#### Task brief:
Reproduce the full set of records that follow, exactly as shown.
--- Material provided Enclosed Below ---
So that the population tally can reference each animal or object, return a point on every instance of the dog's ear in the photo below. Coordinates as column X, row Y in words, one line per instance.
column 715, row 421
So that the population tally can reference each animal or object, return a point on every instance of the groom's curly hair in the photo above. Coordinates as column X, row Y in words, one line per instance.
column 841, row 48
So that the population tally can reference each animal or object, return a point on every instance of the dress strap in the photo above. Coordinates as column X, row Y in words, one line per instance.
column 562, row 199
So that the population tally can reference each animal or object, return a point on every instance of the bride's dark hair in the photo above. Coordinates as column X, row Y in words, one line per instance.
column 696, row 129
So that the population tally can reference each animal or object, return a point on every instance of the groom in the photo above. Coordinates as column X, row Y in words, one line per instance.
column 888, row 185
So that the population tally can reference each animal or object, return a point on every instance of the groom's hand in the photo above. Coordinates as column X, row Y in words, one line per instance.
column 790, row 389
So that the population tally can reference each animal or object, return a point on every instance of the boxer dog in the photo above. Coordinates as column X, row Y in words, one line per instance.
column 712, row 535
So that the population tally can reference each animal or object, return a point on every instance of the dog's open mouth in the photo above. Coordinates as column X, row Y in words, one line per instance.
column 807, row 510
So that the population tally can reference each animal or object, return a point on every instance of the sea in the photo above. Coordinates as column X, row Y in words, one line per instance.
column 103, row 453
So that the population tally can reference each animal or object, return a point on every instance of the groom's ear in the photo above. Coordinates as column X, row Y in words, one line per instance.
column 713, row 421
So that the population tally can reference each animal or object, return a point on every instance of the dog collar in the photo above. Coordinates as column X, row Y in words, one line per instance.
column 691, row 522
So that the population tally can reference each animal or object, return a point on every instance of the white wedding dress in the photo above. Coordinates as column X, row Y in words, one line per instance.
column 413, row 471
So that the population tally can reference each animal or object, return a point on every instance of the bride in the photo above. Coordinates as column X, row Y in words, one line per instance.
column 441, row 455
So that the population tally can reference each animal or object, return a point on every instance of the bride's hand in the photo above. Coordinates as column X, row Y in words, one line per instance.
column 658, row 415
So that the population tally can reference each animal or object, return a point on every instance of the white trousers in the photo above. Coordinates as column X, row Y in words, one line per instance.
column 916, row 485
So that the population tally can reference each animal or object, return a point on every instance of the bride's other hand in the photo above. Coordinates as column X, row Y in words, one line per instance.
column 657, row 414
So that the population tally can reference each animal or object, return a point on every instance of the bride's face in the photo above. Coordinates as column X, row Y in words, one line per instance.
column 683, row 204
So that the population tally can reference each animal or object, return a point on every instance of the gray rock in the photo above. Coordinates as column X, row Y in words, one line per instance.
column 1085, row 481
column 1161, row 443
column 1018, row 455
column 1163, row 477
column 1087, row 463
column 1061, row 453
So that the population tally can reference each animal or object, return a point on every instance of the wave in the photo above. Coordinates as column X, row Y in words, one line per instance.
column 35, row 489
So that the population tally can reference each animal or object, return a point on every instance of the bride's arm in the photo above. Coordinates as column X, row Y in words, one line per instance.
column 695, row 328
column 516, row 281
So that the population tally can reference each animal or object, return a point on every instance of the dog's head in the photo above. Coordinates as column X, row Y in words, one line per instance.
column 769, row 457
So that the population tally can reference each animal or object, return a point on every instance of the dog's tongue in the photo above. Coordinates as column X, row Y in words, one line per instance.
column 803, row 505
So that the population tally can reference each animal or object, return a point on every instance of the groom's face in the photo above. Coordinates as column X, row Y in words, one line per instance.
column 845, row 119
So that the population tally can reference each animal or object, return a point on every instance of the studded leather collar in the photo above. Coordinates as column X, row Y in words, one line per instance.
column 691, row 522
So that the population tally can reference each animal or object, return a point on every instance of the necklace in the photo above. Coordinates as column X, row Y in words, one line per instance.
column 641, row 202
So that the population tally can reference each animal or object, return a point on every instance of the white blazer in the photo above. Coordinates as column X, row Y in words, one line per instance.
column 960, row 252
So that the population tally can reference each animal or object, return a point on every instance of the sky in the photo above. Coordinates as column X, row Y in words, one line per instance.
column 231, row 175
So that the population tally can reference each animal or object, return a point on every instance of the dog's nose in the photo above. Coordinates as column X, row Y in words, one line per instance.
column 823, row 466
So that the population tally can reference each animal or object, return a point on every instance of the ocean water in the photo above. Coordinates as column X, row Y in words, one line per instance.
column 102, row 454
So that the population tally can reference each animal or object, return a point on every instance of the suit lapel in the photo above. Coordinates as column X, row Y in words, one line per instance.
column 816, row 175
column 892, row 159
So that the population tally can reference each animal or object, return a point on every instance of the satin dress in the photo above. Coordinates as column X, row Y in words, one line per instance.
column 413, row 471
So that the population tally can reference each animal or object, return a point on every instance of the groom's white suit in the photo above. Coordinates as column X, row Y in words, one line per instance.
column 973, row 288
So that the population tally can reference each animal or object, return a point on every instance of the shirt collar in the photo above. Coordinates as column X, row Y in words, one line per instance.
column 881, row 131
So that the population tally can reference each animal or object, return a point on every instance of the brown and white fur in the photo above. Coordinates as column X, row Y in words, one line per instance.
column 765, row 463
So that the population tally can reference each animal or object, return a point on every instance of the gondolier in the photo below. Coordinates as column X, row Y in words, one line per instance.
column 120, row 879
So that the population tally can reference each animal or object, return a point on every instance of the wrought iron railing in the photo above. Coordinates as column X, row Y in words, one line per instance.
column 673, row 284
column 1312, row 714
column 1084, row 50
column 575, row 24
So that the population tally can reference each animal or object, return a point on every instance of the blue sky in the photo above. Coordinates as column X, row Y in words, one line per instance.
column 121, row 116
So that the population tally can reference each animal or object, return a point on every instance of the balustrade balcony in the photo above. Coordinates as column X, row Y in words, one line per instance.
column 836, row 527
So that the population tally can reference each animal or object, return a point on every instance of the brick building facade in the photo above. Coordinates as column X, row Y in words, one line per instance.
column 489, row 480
--- End of Enclosed Material provided ---
#### Response to the exercise:
So that the population tally can reference each animal or object, return a point on every instance of the dog's ear in the photo below. Coordinates as column X, row Y in words, one line per instance.
column 715, row 421
So that the population tally can reference each animal or object, return a point on every instance of the groom's curly hair in the photo above. Coordinates as column X, row Y in words, one line per instance.
column 841, row 48
So that the population tally can reference each animal or object, return a point on every instance of the dress strap in the photo above. Coordinates as column X, row Y in words, one line per instance.
column 562, row 199
So that the population tally can reference each animal or object, return a point on every instance of the bride's dark hair in the photo above. Coordinates as column X, row Y in words, one line per instance.
column 696, row 129
So that the population tally can reference each animal or object, return a point on every instance of the groom in the photo above. Coordinates as column X, row Y in words, one line per instance.
column 888, row 185
So that the population tally can reference each animal or object, return a point on every instance of the groom's hand in the photo above. Coordinates as column X, row Y in words, one line per instance.
column 790, row 389
So that the population tally can reference each animal or object, return a point on every instance of the boxer dog in the photo above. Coordinates as column X, row Y in words, one line per instance.
column 712, row 535
So that the population tally can reference each animal or object, return a point on every instance of the dog's open mouth in the photo above. Coordinates as column X, row Y in words, one line per instance.
column 807, row 510
So that the population tally can reference each animal or object, return a point on every instance of the sea in the photo above. Coordinates as column X, row Y in words, one line per instance.
column 103, row 453
So that the population tally can reference each animal or object, return a point on every instance of the groom's ear in the photo above. Coordinates as column X, row Y in words, one line per instance.
column 713, row 421
So that the population tally can reference each animal or object, return a point on every instance of the dog collar in the photo above. Coordinates as column X, row Y in words, one line per instance.
column 691, row 522
So that the population tally can reference each animal or object, return a point on every instance of the white wedding dress in the photo above. Coordinates as column X, row Y in words, one line per instance.
column 413, row 471
So that the population tally can reference each animal or object, return a point on every instance of the bride in the photo above. Coordinates as column X, row Y in words, one line per instance.
column 441, row 455
So that the population tally can reference each animal or object, return a point on every instance of the bride's hand in the photo above. Coordinates as column X, row Y in words, one line per instance.
column 658, row 415
So that the population tally can reference each animal or object, return a point on every instance of the white trousers in the photo above. Coordinates as column X, row Y in words, one line per instance.
column 916, row 485
So that the population tally can reference each animal or object, return a point on every instance of the bride's other hand in the photo above. Coordinates as column X, row Y in words, one line per instance.
column 657, row 414
So that the population tally can reference each animal or object, return a point on every instance of the bride's face in the photo above. Coordinates as column X, row Y in words, one line per instance.
column 683, row 204
So that the population tally can reference each animal or object, return a point on every instance of the gray rock in the photo above. Coordinates as column X, row Y in words, one line per instance.
column 1085, row 481
column 1161, row 443
column 1018, row 455
column 1163, row 477
column 1087, row 463
column 1061, row 453
So that the population tally can reference each animal or object, return a point on every instance of the wave in the photo above. Coordinates as column X, row Y in words, one line per instance.
column 35, row 489
So that the population tally can reference each animal or object, return a point on every instance of the bride's arm in the photo above. Coordinates as column X, row Y in words, one line per instance.
column 695, row 328
column 516, row 281
So that the population tally can reference each animal or object, return a point on every instance of the dog's head in the photo above. Coordinates as column X, row Y in words, one line per instance.
column 769, row 457
So that the population tally can reference each animal or object, return a point on every instance of the dog's tongue in the photo above. Coordinates as column X, row Y in words, one line per instance.
column 803, row 505
So that the population tally can reference each animal or object, return a point on every instance of the groom's face in the photo above. Coordinates as column X, row Y in words, one line per instance.
column 845, row 119
So that the population tally can reference each animal or object, return a point on every instance of the studded leather collar in the photo above. Coordinates as column X, row Y in words, one line per instance.
column 691, row 522
So that the population tally can reference each animal or object, return a point on every instance of the necklace in the photo above. Coordinates as column X, row Y in words, one line per instance.
column 641, row 202
So that the population tally can reference each animal or object, return a point on every instance of the white blazer in the photo above. Coordinates as column X, row Y in words, one line per instance.
column 960, row 252
So that the population tally can reference each animal or object, return a point on every instance of the sky in the photo above. Coordinates as column X, row Y in words, one line per instance.
column 231, row 175
So that the population tally can reference each animal or object, return a point on every instance of the dog's nose in the photo above. Coordinates as column X, row Y in words, one line per instance.
column 823, row 466
So that the population tally can reference each animal or object, return a point on every instance of the ocean water in the photo above. Coordinates as column X, row Y in words, one line per instance.
column 102, row 454
So that the population tally can reference each animal or object, return a point on every instance of the suit lapel in the photo above. Coordinates as column X, row Y in words, one line per instance.
column 816, row 175
column 892, row 159
So that the population tally can reference each animal or object, return a point on every instance of the satin dress in the photo above. Coordinates as column X, row Y in words, one line per instance.
column 413, row 471
So that the population tally can reference each animal or object, return a point on every instance of the groom's white suit in the photo above. Coordinates as column X, row Y in words, one line per instance.
column 973, row 288
So that the population tally can reference each animal or object, return a point on every instance of the shirt collar in the photo above. Coordinates as column X, row Y in words, one line per instance.
column 881, row 131
So that the population tally can reference each animal or object, return a point on every instance of the brown and white fur in the photo above. Coordinates as column X, row Y in words, one line per instance.
column 765, row 463
So that the population tally can reference each animal or object, return a point on every instance of the gondolier in the photo below. Coordinates as column X, row Y in words, one line per instance.
column 120, row 879
So that the population tally can reference each animal or object, return a point on every instance of the wrought iron railing in the photo above. Coordinates as column X, row Y in words, one line per instance.
column 673, row 284
column 1312, row 714
column 1084, row 50
column 575, row 24
So that the population tally can reference each animal or object, return a point on every instance of the blue sky in the photo above. Coordinates as column X, row Y in words, one line per instance.
column 121, row 116
So that the population tally can reference each animal or object, return a point on every instance of the balustrade balcony in the photo above. Coordinates as column X, row Y in words, one line per instance.
column 836, row 527
So that the population tally can reference each animal or object, return a point on every instance of the brick building facade in the photo above. Coordinates as column X, row Y in words, one line per instance.
column 489, row 480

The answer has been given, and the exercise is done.